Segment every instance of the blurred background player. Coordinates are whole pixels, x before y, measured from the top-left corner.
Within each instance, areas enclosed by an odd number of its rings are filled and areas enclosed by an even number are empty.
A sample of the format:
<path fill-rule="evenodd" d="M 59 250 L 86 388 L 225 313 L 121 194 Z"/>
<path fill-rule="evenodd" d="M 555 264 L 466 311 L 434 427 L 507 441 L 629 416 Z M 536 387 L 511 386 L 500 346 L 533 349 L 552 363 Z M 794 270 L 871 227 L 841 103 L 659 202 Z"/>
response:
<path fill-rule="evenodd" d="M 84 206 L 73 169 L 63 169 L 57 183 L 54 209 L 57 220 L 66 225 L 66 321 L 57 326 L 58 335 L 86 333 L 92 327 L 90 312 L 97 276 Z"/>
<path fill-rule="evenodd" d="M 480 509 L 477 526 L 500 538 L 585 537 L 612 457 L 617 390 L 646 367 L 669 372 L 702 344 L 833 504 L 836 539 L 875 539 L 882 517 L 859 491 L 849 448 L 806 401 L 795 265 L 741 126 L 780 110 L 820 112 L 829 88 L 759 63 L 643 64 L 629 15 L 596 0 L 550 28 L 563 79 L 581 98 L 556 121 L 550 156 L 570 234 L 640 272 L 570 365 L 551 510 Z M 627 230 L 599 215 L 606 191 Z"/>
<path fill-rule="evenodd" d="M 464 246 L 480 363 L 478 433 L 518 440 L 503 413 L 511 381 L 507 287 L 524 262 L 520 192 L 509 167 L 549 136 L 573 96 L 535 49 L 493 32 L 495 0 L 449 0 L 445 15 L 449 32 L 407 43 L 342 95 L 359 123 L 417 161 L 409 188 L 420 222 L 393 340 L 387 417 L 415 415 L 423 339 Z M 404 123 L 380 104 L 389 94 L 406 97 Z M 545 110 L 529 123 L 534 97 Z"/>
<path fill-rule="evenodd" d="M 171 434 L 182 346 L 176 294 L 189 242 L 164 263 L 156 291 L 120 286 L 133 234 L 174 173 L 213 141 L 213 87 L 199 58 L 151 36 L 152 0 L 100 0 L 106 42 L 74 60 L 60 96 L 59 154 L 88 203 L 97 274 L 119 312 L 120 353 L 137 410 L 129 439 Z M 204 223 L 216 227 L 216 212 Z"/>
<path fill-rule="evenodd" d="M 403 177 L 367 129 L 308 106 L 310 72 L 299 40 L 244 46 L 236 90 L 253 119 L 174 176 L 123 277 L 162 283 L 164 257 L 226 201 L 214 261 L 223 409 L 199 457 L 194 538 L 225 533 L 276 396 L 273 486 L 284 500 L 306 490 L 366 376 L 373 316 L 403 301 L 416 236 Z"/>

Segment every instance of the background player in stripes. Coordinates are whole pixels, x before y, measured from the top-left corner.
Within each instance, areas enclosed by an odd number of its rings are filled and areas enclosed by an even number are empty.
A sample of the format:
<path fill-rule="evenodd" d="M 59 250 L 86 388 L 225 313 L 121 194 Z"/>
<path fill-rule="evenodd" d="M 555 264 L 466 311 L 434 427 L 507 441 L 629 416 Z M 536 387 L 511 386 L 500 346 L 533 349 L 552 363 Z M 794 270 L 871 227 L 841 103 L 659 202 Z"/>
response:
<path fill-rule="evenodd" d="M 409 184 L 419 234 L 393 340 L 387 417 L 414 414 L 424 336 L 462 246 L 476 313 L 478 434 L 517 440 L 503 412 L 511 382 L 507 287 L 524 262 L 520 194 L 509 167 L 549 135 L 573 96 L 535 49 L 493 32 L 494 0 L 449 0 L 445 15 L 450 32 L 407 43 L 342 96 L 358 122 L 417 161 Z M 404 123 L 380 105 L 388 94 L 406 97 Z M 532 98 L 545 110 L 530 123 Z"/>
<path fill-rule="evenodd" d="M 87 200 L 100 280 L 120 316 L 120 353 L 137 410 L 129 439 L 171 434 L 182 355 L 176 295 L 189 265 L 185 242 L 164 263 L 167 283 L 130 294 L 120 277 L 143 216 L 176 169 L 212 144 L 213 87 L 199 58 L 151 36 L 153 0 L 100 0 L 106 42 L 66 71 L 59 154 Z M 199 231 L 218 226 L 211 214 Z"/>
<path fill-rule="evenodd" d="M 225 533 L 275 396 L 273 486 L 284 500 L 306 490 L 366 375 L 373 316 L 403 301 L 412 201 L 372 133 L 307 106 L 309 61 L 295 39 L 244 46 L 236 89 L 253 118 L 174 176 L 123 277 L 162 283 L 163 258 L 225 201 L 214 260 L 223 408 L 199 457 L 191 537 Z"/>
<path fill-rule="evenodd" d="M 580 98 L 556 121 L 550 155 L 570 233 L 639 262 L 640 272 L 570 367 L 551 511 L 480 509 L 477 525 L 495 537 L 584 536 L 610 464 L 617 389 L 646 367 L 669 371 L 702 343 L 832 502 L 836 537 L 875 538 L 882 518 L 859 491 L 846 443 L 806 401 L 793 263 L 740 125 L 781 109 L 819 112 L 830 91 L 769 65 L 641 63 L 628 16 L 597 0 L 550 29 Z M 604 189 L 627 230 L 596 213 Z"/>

→ Given request
Arrange the records above as a two-column CSV with a header row naming the columns "instruction" and "paths", then one row for each record. Put its text in the first field and its answer in the second, each field quoted, with line breaks turned into spaces.

→ Answer to the exercise
instruction,paths
"Segment every instance of the blurred background player. Coordinates are whole pixels, x before y, measured from the top-left corner. Within each instance, areas enclosed by an odd number of its rings are filled and areas enclosed by an even number are empty. A sample of the format: <path fill-rule=""evenodd"" d=""M 59 250 L 86 388 L 225 313 L 121 194 Z""/> <path fill-rule=""evenodd"" d=""M 555 264 L 466 311 L 434 427 L 507 441 L 629 416 Z M 536 387 L 511 386 L 500 346 L 533 349 L 552 363 Z M 794 270 L 871 227 L 841 103 L 659 202 Z""/> response:","<path fill-rule=""evenodd"" d=""M 84 206 L 73 169 L 63 169 L 57 183 L 54 209 L 57 220 L 66 225 L 66 321 L 57 326 L 58 335 L 86 333 L 92 327 L 90 312 L 97 276 Z""/> <path fill-rule=""evenodd"" d=""M 480 509 L 477 526 L 500 538 L 585 537 L 612 457 L 617 390 L 646 367 L 669 372 L 702 344 L 833 504 L 836 539 L 875 539 L 882 517 L 859 491 L 849 448 L 806 401 L 795 265 L 741 126 L 780 110 L 820 112 L 829 88 L 759 63 L 643 64 L 629 15 L 596 0 L 550 28 L 563 79 L 581 98 L 556 121 L 550 156 L 570 234 L 640 272 L 570 365 L 551 510 Z M 627 230 L 599 215 L 606 191 Z""/> <path fill-rule=""evenodd"" d=""M 464 246 L 480 363 L 478 433 L 518 440 L 503 413 L 511 381 L 507 287 L 524 262 L 520 192 L 509 167 L 549 136 L 573 96 L 535 49 L 493 32 L 495 0 L 449 0 L 445 15 L 449 32 L 407 43 L 342 95 L 359 123 L 417 161 L 409 188 L 420 222 L 393 340 L 387 417 L 415 415 L 423 339 Z M 404 123 L 380 104 L 389 94 L 406 97 Z M 545 110 L 529 123 L 534 97 Z""/> <path fill-rule=""evenodd"" d=""M 171 434 L 182 346 L 176 294 L 189 242 L 164 263 L 156 291 L 120 286 L 133 234 L 174 173 L 213 141 L 213 87 L 199 58 L 151 36 L 152 0 L 100 0 L 106 42 L 74 60 L 60 96 L 59 154 L 88 203 L 97 274 L 119 312 L 120 353 L 137 410 L 129 439 Z M 204 223 L 216 227 L 216 212 Z""/> <path fill-rule=""evenodd"" d=""M 403 177 L 367 129 L 308 106 L 310 72 L 299 40 L 244 46 L 236 90 L 253 119 L 174 176 L 123 277 L 162 283 L 164 257 L 226 201 L 214 261 L 223 409 L 199 457 L 194 538 L 225 533 L 276 396 L 273 486 L 284 500 L 306 490 L 366 376 L 373 316 L 403 301 L 416 236 Z""/>"
"Segment every instance of the background player in stripes. Coordinates are whole pixels, x before y, measured from the top-left corner. Within each instance, areas enclosed by an odd number of its rings are filled and areas enclosed by an even number are empty. A sample of the format: <path fill-rule=""evenodd"" d=""M 59 250 L 86 388 L 225 313 L 121 194 Z""/> <path fill-rule=""evenodd"" d=""M 555 264 L 466 311 L 434 427 L 507 441 L 629 416 Z M 536 387 L 511 386 L 500 346 L 533 349 L 552 363 Z M 794 270 L 871 227 L 841 103 L 659 202 Z""/> response:","<path fill-rule=""evenodd"" d=""M 409 184 L 419 234 L 393 340 L 387 417 L 414 414 L 424 336 L 462 246 L 476 313 L 478 434 L 517 440 L 503 412 L 511 382 L 507 287 L 524 262 L 520 194 L 509 167 L 549 135 L 573 96 L 535 49 L 493 32 L 494 0 L 449 0 L 445 15 L 450 32 L 407 43 L 342 96 L 358 122 L 417 161 Z M 404 123 L 380 105 L 388 94 L 406 97 Z M 532 98 L 545 110 L 530 123 Z""/> <path fill-rule=""evenodd"" d=""M 87 200 L 100 280 L 120 316 L 120 353 L 137 410 L 129 439 L 171 434 L 182 355 L 176 295 L 189 265 L 185 242 L 164 263 L 167 283 L 130 294 L 120 277 L 143 216 L 176 169 L 212 144 L 213 87 L 199 58 L 151 36 L 153 0 L 100 0 L 106 42 L 66 71 L 59 154 Z M 199 231 L 218 226 L 211 214 Z""/> <path fill-rule=""evenodd"" d=""M 225 533 L 275 396 L 273 486 L 284 500 L 306 490 L 366 375 L 373 316 L 403 301 L 412 201 L 372 133 L 307 106 L 309 61 L 295 39 L 244 46 L 236 89 L 253 118 L 174 176 L 123 277 L 162 283 L 163 258 L 225 201 L 214 260 L 223 408 L 199 457 L 191 537 Z""/> <path fill-rule=""evenodd"" d=""M 580 98 L 556 121 L 550 155 L 570 233 L 639 262 L 640 272 L 570 367 L 551 511 L 480 509 L 477 525 L 495 537 L 584 536 L 610 464 L 617 389 L 646 367 L 669 371 L 702 343 L 832 502 L 836 537 L 875 538 L 882 518 L 859 491 L 846 443 L 806 401 L 793 263 L 740 125 L 781 109 L 819 112 L 830 91 L 769 65 L 641 63 L 628 16 L 597 0 L 550 29 Z M 604 189 L 627 230 L 596 213 Z""/>"